CHECK YOUR UNDERSTANDING »
#1 Reproduce the article on God Knows Where I Am from "2016 film by" to "International Documentary Festival.", word for word.
#2 Using the article on God Knows Where I Am, state whether each statement agrees with it, answering yes or no and quoting the deciding words: (a) Lori Singer narrated the film. (b) The interviews were shot on 35mm film. (c) The documentary premiered on PBS stations on October 15, 2016.
#3 Continue the article on God Knows Where I Am, beginning after its final sentence.

PAGE TEXT »
Start of Block
= God Knows Where I Am =

2016 film by Todd and Jedd Wider

God Knows Where I Am is a 2016 American documentary film directed and produced by Todd Wider and Jedd Wider and narrated by Lori Singer.

The film premiered to critical acclaim, and screened in cities and film festivals all over the world, winning numerous awards, including the Special Jury Prize for International Feature at Hot Docs Canadian International Documentary Festival.

The documentary premiered on PBS stations in USA, on October 15, 2018.

== Synopsis ==
In a vacant New Hampshire farmhouse, a homeless woman's body is found. A diary lies near the body which contains notes of starvation and mental illness. However, this diary also contains beauty, humor, and other positive things along with a spiritual touch. Linda Bishop had been a prisoner of her own mind for about four months, and while waiting for God to save her, she was surviving on apples and rain water, all in the midst of one of the coldest winters on record. The unfolding saga of her story is told from her own perspective, and the perspective of others, describing our systemic failure to protect the homeless and mentally ill.

== Production ==

=== Shooting in film: Using historical cameras ===
Filmmakers Jedd and Todd Wider explained why they used film, and why they chose different cameras film gauges for her situation and states of mind: "We wanted the audience to experience and feel a little of what Linda might have felt." When depicting Bishop's release from the hospital and her subsequent travels, they used 16mm on a 1966 Bolex and a 1972 Canon Scoopic, for a sense of her physical action and energy. They shot scenes where Bishop discusses food in her diary in Super 16mm with an Aaton XTR in order to convey a sense of nostalgia but also a dreamlike quality. In depicting the natural world she saw outside the window, they used 35mm film with 1939 Eyemo cameras, one of them spring-wound to convey a bit of unevenness. Instead of a sense of modernity, they tried to express the idealistic beauty of her surroundings. An Arriflex Alexa was also used for the nature scenes, and a Technocrane for "the meditations of a solitary soul moving through the interiors of the farmhouse and landscape." The interviews were shot in digital video.
End of Block
EXTRACTED ENTRIES »
Start of Block
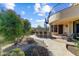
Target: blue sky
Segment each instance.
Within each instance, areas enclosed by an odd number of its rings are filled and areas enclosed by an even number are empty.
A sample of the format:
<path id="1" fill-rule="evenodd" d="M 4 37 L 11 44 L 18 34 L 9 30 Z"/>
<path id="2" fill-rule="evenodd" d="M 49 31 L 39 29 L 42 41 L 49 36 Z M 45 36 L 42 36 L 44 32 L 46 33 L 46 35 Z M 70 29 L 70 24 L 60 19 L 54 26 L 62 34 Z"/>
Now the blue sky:
<path id="1" fill-rule="evenodd" d="M 44 20 L 52 8 L 53 14 L 71 6 L 69 3 L 61 3 L 54 8 L 56 4 L 57 3 L 5 3 L 0 4 L 0 9 L 12 9 L 21 15 L 22 18 L 28 19 L 32 27 L 37 27 L 38 25 L 44 27 Z"/>

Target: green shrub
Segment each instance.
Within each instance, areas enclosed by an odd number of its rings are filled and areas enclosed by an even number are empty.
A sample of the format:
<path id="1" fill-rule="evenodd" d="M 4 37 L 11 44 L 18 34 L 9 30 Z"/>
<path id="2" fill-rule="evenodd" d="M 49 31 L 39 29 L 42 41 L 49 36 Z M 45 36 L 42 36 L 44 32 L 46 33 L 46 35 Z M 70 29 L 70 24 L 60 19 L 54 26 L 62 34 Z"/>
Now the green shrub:
<path id="1" fill-rule="evenodd" d="M 75 45 L 76 45 L 76 47 L 79 48 L 79 41 L 76 41 L 76 42 L 75 42 Z"/>
<path id="2" fill-rule="evenodd" d="M 33 38 L 26 38 L 26 42 L 28 44 L 36 43 L 36 41 Z"/>
<path id="3" fill-rule="evenodd" d="M 9 56 L 25 56 L 25 54 L 20 48 L 15 48 L 10 51 Z"/>

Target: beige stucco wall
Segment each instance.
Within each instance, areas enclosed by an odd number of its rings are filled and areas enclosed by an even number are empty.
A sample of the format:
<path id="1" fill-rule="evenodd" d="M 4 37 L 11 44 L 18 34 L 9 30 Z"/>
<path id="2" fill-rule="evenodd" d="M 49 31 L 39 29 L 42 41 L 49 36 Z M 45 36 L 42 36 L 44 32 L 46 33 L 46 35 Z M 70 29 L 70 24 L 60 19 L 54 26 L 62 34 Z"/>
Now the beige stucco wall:
<path id="1" fill-rule="evenodd" d="M 63 10 L 61 12 L 58 12 L 54 15 L 52 15 L 50 18 L 49 18 L 49 23 L 52 23 L 56 20 L 64 20 L 64 19 L 68 19 L 68 18 L 79 18 L 79 6 L 73 6 L 73 7 L 70 7 L 66 10 Z M 70 19 L 72 20 L 72 19 Z"/>
<path id="2" fill-rule="evenodd" d="M 73 34 L 73 22 L 67 22 L 67 23 L 63 24 L 63 33 L 66 33 L 68 36 Z M 51 34 L 52 35 L 58 34 L 58 31 L 57 32 L 51 32 Z"/>

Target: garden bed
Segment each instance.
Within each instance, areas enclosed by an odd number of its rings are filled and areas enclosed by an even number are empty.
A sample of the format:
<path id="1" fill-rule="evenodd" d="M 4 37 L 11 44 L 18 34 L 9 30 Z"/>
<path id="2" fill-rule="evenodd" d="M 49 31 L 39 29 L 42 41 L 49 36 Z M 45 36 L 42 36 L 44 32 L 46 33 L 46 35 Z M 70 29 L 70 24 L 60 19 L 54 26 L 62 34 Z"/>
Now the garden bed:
End of Block
ACTIVITY ANSWERS »
#1
2016 film by Todd and Jedd Wider

God Knows Where I Am is a 2016 American documentary film directed and produced by Todd Wider and Jedd Wider and narrated by Lori Singer.

The film premiered to critical acclaim, and screened in cities and film festivals all over the world, winning numerous awards, including the Special Jury Prize for International Feature at Hot Docs Canadian International Documentary Festival.

#2
(a) Yes: "narrated by Lori Singer."
(b) No: "The interviews were shot in digital video."
(c) No: "The documentary premiered on PBS stations in USA, on October 15, 2018."

#3
===Performance===
An early challenge for the filmmakers was how to present Bishop's story in her own words. While they had no protagonist to interview, they did have Bishop's words, in the form of her diary. Actress Lori Singer spent considerable time with the real diary, even studying how the pen was imprinted onto the actual paper for clues as to what Bishop might have been experiencing. Singer created an entire character arc for Bishop. The performance helps the viewer enter into the mind of Bishop and feel for her, and she serves as the key guide, taking you on what becomes a tragic journey.

Singer's performance has been praised by critics. Greg Klymkiw of The Film Corner praised, "Singer's performance here is astonishing - she captures the pain, desperation and even small joys in Bishop's life during these sad, lonely days with a sensitivity and grace linked wholly to the "character" of Bishop." Andrew Parker of Toronto Film Scene said, "The actress steps inside Bishop so completely that it’s impossible not to sit in stunned silence listening to every word of the journals as they’re delivered." Jessica Kiang of Variety wrote, “A chilling exploration-The diaries are not just read but vocally embodied by Lori Singer in a vivid voiceover performance.”

== Release ==
The film premiered on April 30, 2016 at the 2016 Hot Docs Canadian International Documentary Festival. It later opened theatrically in the Spring of 2017 and played in multiple markets around the world. PBS stations will broadcast God Knows Where I Am nationwide on October 15, 2018.

== Reception and awards ==
In 2019, God Knows Where I Am won an Emmy Award for Outstanding Lighting Direction and Scenic Design.

The film received positive feedback from critics. Review aggregation website Rotten Tomatoes gives the film a score of 84% based on reviews from 25 critics. Christopher Orr of The Atlantic called the film "beautiful, evocative, and ultimately heartbreaking." Andy Webster of The New York Times named God Knows Where I Am a "New York Times Critic's Pick." Amy Ellis Nutt of The Washington Post praised the film as "remarkably moving." John DeFore of The Hollywood Reporter said the film was "haunting and uncommonly artful."

In 2016, God Knows Where I Am won the Special Jury Prize for Best International Feature Documentary at Hot Docs Canadian International Documentary Festival. Napa Valley Film Festival awarded the film with the Special Jury Award for Innovative Treatment of a Social Issue in a Documentary Feature. At the Salem Film Fest, God Knows Where I Am won the award for Best Cinematography from American Cinematographer. The film was also named Best Documentary Feature at the Maryland International Film Festival, New Hampshire Film Festival, and American Documentary Film Festival.